WORK REQUIRED: Rewrite the rows starting with the line containing "Q: Point out every instance of the dark" and going on through the line containing "x=107 y=233", swapping each "single pixel" for "single point" and leaving everything else unchanged.

DATA LINES:
+ + +
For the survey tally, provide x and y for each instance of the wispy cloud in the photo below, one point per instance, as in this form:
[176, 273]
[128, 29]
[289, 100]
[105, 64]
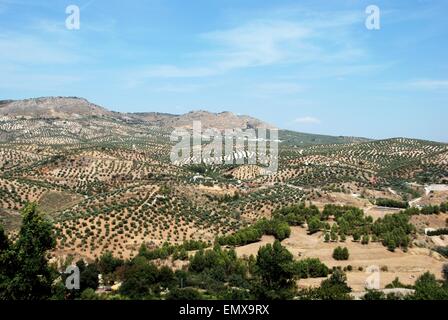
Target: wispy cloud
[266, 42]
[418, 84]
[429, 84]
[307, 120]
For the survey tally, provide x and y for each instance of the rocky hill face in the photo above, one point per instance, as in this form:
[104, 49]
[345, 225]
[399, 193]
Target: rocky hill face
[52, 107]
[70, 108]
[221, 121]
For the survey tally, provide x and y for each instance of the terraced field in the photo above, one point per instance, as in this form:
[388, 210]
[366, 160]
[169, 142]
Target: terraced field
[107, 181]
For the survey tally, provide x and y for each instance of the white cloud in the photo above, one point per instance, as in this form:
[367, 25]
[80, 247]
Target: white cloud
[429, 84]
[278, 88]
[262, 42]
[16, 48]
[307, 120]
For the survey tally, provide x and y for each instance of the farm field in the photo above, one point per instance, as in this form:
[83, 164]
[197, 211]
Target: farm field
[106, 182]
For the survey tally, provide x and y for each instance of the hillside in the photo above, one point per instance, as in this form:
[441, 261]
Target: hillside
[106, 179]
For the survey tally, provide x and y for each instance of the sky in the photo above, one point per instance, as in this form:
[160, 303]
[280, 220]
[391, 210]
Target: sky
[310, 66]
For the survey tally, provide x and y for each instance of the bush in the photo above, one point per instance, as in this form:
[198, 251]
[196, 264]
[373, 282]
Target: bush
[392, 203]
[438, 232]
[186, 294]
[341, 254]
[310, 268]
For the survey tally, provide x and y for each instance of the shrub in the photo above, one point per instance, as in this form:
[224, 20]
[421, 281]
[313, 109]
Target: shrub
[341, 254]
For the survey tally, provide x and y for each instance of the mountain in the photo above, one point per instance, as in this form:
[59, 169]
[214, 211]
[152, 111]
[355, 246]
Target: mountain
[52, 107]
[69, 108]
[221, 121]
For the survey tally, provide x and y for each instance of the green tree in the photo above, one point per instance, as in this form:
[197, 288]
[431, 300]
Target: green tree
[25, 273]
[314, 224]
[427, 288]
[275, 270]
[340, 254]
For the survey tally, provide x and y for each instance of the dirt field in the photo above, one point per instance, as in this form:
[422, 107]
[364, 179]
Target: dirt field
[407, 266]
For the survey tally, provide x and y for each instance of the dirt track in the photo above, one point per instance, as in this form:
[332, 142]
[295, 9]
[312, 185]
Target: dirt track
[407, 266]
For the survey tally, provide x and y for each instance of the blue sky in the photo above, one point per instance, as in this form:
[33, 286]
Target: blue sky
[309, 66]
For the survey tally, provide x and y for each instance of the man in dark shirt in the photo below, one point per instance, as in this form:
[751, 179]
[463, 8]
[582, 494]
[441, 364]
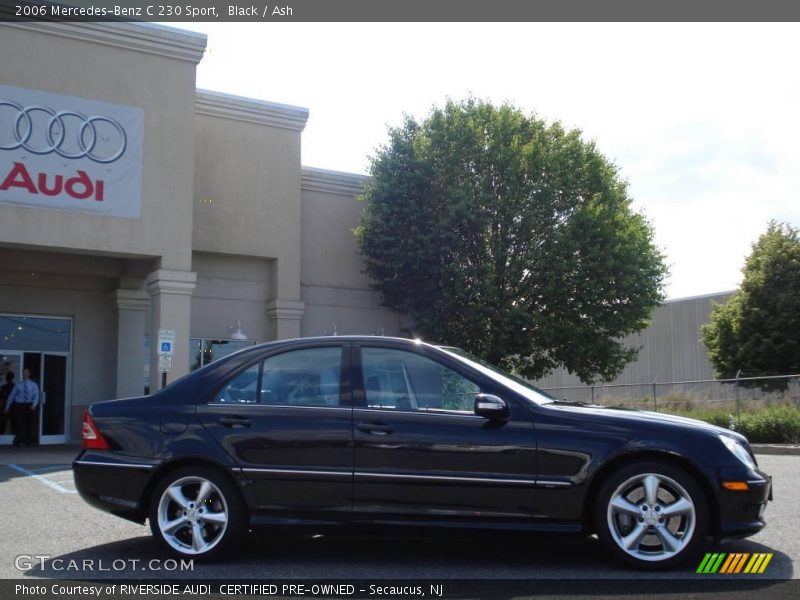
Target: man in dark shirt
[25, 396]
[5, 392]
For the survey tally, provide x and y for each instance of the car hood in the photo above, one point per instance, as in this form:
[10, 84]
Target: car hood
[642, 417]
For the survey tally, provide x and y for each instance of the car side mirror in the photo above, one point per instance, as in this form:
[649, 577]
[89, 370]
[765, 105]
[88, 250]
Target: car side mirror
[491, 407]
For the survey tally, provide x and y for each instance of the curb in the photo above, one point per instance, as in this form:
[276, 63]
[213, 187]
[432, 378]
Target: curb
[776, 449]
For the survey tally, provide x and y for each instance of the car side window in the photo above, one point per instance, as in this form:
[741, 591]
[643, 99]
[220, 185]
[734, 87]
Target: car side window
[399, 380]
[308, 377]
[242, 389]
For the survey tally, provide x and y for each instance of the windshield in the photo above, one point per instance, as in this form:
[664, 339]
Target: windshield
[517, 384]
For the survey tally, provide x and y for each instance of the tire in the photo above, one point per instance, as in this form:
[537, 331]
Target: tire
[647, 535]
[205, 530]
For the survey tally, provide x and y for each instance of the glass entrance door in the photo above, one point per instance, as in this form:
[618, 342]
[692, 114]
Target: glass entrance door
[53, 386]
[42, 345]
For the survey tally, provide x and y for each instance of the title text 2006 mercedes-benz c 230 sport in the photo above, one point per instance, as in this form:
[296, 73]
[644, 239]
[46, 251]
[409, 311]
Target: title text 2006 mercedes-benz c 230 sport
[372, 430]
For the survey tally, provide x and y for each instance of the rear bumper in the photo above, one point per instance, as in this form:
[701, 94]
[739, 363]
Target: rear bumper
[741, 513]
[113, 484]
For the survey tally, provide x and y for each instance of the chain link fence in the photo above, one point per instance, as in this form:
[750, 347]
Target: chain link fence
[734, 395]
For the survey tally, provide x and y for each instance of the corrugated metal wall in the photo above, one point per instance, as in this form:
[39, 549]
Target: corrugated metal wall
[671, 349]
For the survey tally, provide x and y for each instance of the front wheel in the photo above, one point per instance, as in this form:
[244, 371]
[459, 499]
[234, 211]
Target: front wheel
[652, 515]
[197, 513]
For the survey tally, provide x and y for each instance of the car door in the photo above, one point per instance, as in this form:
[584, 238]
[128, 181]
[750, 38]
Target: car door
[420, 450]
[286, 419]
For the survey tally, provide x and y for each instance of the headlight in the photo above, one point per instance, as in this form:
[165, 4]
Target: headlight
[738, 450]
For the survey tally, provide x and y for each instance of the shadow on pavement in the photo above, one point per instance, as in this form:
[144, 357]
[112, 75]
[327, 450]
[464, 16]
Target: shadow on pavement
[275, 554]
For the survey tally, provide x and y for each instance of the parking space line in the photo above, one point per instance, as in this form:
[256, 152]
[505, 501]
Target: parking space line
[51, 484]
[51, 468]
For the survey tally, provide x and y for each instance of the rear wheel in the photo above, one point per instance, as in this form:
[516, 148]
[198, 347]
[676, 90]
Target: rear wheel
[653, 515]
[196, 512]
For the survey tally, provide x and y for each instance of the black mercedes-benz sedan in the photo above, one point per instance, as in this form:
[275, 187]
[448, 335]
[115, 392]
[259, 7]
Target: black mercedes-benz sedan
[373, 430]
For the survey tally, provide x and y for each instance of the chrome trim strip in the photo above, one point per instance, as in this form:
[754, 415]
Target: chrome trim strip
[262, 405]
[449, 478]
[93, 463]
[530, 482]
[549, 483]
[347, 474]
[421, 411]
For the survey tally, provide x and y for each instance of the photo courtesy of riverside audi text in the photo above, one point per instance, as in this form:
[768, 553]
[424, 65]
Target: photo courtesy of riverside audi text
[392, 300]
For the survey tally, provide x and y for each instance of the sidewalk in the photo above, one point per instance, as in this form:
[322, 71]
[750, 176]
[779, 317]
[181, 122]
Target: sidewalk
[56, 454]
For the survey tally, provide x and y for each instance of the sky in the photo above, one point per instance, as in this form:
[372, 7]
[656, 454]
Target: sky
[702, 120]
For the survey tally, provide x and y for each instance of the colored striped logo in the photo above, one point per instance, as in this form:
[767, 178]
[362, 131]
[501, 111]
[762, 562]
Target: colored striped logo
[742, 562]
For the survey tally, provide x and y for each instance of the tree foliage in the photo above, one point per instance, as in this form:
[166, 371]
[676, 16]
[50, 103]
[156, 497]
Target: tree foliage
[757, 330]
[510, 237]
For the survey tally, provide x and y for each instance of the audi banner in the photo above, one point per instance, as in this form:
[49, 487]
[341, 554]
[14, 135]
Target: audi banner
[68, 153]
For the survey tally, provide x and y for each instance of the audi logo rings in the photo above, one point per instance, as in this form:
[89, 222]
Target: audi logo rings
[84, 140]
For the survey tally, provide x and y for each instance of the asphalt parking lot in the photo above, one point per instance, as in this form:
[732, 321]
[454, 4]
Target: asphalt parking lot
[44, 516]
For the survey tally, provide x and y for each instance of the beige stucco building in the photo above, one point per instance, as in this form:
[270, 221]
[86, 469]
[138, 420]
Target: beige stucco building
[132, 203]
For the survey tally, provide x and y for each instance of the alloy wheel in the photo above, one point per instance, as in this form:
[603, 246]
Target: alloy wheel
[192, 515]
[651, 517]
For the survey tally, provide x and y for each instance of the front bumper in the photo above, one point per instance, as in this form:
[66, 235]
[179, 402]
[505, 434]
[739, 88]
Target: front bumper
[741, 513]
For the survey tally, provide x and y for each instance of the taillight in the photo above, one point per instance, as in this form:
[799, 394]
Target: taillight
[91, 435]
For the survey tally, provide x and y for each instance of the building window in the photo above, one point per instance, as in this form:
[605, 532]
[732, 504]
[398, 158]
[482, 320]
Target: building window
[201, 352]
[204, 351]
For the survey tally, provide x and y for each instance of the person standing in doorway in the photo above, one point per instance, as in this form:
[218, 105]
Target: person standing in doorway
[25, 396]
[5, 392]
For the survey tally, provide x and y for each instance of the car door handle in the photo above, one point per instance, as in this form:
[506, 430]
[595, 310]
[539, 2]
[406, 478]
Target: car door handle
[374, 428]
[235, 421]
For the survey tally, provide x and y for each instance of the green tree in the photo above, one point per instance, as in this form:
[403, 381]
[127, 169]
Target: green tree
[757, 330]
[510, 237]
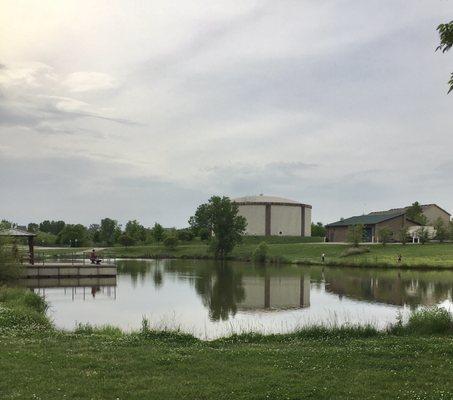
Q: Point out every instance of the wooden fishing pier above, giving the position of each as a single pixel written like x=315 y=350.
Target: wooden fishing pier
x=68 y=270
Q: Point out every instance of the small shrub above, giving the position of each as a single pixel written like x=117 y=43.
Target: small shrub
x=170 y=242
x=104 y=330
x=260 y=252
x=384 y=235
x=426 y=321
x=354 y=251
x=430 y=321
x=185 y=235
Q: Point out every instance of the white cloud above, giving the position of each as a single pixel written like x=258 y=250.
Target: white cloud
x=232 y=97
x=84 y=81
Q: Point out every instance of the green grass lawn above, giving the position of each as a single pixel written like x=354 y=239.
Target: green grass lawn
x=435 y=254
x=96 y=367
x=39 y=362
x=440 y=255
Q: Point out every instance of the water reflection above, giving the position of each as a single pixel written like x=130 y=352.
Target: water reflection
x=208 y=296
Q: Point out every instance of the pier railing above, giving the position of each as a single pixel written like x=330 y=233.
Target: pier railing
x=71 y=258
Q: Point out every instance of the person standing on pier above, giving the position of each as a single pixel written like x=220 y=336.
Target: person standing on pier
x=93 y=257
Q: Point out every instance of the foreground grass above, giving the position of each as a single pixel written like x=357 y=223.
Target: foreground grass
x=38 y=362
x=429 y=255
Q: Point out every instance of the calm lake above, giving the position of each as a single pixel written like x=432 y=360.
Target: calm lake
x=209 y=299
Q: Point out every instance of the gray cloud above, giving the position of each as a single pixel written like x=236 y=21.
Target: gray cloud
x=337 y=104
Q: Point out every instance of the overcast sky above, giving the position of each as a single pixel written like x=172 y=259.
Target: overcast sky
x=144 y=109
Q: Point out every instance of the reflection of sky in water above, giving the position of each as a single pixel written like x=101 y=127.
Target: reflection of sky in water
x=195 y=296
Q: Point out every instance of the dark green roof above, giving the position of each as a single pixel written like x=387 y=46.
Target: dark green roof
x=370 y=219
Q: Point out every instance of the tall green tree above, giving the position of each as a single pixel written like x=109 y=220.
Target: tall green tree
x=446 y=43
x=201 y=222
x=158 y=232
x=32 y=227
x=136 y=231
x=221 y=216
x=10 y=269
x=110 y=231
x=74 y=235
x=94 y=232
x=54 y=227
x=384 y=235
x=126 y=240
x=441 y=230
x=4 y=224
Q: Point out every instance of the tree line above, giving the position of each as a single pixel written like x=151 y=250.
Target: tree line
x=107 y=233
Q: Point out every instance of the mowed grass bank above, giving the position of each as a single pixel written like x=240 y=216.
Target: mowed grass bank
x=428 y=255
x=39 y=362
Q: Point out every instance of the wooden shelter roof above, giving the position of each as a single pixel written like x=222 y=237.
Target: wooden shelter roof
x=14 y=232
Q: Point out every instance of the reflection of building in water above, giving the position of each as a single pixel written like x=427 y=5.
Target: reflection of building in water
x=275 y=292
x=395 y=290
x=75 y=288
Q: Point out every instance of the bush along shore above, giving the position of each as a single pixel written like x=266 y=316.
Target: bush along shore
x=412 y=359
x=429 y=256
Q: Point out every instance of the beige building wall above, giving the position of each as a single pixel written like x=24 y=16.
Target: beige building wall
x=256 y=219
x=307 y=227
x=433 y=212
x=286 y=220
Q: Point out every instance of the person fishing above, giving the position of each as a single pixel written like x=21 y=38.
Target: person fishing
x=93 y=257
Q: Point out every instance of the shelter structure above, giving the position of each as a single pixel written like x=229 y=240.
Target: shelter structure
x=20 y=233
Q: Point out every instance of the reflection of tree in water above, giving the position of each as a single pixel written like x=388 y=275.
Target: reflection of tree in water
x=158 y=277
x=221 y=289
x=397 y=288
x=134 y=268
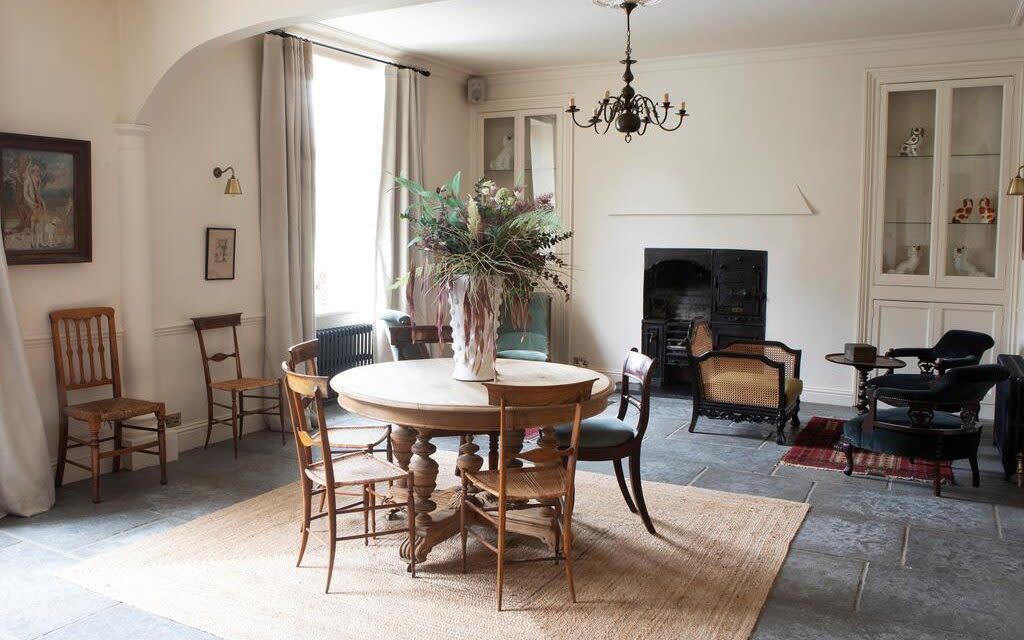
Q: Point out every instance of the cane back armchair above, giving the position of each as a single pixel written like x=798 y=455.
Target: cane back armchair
+ + +
WRITTEN REPLY:
Q: Point out every instance of the dark green roof above, giving the position of each as a single point written like x=387 y=46.
Target: dark green roof
x=370 y=219
Q: Point out every instance of the tall green tree above, giving the position of each as a single point written like x=109 y=220.
Target: tall green tree
x=446 y=43
x=201 y=222
x=158 y=232
x=32 y=227
x=136 y=231
x=221 y=216
x=10 y=269
x=110 y=231
x=74 y=235
x=94 y=232
x=54 y=227
x=384 y=235
x=126 y=240
x=441 y=230
x=4 y=224
Q: Point out every instance of the tree line above, giving the position of each as a single point written like x=151 y=250.
Target: tree line
x=107 y=233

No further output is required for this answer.